Pestki winorośli i trzy jabłka. Reportaże z podróży do Gruzji i Armenii. Marcin Sawicki. Fundacja Sąsiedzi 2014

Pestki winorośli i trzy jabłka - Marcin Sawicki

Ararat jest dla współczesnych Ormian w równym stopniu mitem, jak i swojego rodzaju znakiem jakości. Najlepszy, oczyszczający krew i myśli ormiański koniak? Oczywiście – Ararat. Piwo? Jeśli ma smakować, to tylko Ararat. Sok? A jakże. Najlepsza nazwa dla firmy, dla drużyny futbolowej, sklepu, restauracji, hotelu? Po co daleko szukać? Proszę bardzo – Ararat. Pytasz o najpiękniejszy widok w Armenii? No jak to? Przecież to oczywiste! Klasztor Chor Wirap! Ze Świętą Górą zwieńczoną pokrytym wiecznym śniegiem szczytem piętrzącą się dumnie w tle. Czyli właśnie tam, gdzie przed wiekami rozłożyła się wspaniała starożytna stolica Armenii, Artaszat. Jej już jednak nie zobaczysz w całej okazałości. Co najwyżej mizerne i smutne ruiny. Po rozlicznych najazdach przez wieki trapiących Hajastan o jej świetności świadczą jedynie skromne resztki. Góra zaś trwa nadal i trwać będzie wiecznie.

Twoje zadanie: Przepisz, proszę, słowo w słowo fragment tekstu o Araracie od słów „Ararat jest dla” aż do słów „trwać będzie wiecznie.” włącznie.

Dostarczone dane:
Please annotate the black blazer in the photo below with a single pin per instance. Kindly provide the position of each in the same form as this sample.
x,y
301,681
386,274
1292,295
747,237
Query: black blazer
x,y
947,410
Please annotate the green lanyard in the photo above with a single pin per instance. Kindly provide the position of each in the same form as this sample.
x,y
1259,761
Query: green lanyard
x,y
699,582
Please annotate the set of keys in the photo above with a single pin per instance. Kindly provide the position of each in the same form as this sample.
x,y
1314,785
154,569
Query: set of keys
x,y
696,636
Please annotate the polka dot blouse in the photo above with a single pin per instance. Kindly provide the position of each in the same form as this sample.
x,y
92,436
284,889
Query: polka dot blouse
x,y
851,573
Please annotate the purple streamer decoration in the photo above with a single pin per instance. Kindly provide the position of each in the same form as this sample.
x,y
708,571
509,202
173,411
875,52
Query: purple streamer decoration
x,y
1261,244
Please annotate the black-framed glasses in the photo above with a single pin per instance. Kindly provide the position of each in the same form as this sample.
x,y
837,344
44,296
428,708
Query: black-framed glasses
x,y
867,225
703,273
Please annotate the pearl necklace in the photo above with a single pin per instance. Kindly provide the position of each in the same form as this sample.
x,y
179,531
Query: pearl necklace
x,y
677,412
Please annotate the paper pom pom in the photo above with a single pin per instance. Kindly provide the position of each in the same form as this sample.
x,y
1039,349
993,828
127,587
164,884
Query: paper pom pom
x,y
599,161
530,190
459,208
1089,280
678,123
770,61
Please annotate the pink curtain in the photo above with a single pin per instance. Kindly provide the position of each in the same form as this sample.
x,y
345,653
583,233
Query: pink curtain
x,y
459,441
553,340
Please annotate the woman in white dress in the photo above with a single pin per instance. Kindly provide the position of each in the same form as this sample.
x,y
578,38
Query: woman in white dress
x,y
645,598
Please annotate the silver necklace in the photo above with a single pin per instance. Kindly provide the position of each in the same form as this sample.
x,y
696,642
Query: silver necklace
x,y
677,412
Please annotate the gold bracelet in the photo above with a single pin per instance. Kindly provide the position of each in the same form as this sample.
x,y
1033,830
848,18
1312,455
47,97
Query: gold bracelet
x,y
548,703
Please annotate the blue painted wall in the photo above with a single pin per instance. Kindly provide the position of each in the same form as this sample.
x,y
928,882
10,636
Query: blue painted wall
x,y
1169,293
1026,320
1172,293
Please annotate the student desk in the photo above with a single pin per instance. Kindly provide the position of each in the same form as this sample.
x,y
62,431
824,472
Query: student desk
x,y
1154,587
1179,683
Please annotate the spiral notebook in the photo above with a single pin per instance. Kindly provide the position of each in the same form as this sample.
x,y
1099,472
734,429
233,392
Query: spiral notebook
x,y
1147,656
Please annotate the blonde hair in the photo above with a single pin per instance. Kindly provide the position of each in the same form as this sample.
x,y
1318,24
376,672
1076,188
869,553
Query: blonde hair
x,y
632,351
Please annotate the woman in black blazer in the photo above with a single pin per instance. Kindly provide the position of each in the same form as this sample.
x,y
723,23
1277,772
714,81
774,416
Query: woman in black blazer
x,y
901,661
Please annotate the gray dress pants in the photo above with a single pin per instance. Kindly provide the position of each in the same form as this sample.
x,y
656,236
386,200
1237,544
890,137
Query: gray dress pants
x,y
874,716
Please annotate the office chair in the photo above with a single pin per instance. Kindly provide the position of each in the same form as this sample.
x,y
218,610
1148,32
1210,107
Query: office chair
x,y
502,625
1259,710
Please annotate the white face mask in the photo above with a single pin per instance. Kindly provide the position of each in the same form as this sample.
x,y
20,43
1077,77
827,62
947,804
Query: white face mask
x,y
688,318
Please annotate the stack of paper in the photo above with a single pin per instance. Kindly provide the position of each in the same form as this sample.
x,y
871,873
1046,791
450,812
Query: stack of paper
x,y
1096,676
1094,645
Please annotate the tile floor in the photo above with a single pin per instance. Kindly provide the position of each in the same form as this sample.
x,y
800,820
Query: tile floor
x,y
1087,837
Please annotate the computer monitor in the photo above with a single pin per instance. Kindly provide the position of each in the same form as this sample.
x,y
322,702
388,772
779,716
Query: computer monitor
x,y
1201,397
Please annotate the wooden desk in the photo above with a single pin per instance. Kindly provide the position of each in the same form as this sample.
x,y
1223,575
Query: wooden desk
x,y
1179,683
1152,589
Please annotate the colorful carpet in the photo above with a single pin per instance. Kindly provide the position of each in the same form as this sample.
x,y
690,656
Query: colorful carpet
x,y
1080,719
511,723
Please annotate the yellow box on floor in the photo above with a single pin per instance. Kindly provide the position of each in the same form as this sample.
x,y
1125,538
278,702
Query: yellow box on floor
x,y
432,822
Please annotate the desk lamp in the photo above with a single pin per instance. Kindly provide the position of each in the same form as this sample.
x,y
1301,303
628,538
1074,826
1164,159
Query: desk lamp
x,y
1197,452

Odpowiedź na zadanie:
Ararat jest dla współczesnych Ormian w równym stopniu mitem, jak i swojego rodzaju znakiem jakości. Najlepszy, oczyszczający krew i myśli ormiański koniak? Oczywiście – Ararat. Piwo? Jeśli ma smakować, to tylko Ararat. Sok? A jakże. Najlepsza nazwa dla firmy, dla drużyny futbolowej, sklepu, restauracji, hotelu? Po co daleko szukać? Proszę bardzo – Ararat. Pytasz o najpiękniejszy widok w Armenii? No jak to? Przecież to oczywiste! Klasztor Chor Wirap! Ze Świętą Górą zwieńczoną pokrytym wiecznym śniegiem szczytem piętrzącą się dumnie w tle. Czyli właśnie tam, gdzie przed wiekami rozłożyła się wspaniała starożytna stolica Armenii, Artaszat. Jej już jednak nie zobaczysz w całej okazałości. Co najwyżej mizerne i smutne ruiny. Po rozlicznych najazdach przez wieki trapiących Hajastan o jej świetności świadczą jedynie skromne resztki. Góra zaś trwa nadal i trwać będzie wiecznie.